Aim of the exercise
Pick out and copy every line of the material below that contains the string "leaf". Capital and small letters count as different.

--- Start ---

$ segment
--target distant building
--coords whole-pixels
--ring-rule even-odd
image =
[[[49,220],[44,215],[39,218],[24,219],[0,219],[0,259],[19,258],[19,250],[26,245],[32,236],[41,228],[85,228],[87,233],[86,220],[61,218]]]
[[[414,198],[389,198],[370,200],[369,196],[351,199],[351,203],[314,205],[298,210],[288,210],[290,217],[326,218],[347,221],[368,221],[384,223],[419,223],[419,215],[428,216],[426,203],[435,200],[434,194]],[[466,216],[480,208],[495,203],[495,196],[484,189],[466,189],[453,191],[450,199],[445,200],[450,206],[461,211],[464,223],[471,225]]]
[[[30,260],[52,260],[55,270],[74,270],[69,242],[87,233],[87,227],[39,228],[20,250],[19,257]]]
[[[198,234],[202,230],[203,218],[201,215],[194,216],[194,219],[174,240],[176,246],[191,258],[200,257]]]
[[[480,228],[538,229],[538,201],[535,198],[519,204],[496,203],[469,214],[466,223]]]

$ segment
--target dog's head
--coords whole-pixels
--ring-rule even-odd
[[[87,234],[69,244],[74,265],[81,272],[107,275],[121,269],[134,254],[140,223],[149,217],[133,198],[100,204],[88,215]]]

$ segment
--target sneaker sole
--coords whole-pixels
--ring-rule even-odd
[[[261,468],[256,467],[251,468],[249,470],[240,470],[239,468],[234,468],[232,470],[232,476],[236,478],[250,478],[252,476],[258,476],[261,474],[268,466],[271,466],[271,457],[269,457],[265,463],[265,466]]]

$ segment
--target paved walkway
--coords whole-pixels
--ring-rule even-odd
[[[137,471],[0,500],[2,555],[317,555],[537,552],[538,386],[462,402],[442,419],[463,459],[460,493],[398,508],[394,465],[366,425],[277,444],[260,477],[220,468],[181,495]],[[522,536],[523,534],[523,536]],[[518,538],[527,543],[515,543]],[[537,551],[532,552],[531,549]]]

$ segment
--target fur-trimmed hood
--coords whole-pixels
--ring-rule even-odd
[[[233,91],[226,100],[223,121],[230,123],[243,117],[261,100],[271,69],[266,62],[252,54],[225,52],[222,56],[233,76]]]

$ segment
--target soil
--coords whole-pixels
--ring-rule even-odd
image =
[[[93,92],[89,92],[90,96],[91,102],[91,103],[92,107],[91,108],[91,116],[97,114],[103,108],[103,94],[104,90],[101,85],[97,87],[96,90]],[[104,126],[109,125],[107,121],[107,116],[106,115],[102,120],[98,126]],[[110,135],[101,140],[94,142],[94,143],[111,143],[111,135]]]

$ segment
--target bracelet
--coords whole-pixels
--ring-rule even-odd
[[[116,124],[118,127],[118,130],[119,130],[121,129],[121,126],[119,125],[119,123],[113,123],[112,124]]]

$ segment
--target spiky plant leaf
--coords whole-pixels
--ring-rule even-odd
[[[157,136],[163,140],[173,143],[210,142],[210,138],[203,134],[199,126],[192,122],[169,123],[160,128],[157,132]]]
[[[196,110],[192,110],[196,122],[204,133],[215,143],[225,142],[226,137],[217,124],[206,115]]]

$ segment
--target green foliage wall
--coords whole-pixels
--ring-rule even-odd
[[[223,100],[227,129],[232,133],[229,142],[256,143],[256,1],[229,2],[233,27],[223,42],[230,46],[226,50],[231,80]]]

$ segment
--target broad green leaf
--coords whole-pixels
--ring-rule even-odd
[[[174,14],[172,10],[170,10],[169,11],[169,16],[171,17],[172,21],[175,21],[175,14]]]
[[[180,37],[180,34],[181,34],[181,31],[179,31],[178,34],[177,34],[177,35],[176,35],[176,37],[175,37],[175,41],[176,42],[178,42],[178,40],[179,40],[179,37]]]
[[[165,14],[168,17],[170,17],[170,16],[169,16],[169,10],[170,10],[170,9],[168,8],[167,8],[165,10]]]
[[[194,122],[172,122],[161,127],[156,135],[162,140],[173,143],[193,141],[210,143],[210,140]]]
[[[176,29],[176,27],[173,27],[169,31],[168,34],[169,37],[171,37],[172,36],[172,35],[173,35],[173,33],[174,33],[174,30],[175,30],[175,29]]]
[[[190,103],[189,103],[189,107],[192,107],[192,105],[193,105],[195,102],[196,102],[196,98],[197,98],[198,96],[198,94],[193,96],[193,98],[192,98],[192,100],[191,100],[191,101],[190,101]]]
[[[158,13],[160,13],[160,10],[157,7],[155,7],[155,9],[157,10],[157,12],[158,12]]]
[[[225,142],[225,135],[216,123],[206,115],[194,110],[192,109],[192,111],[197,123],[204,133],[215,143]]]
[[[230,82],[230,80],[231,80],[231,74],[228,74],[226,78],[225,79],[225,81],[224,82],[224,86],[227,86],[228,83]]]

--- End ---

Finished answer
--target spiky plant leaf
--target broad green leaf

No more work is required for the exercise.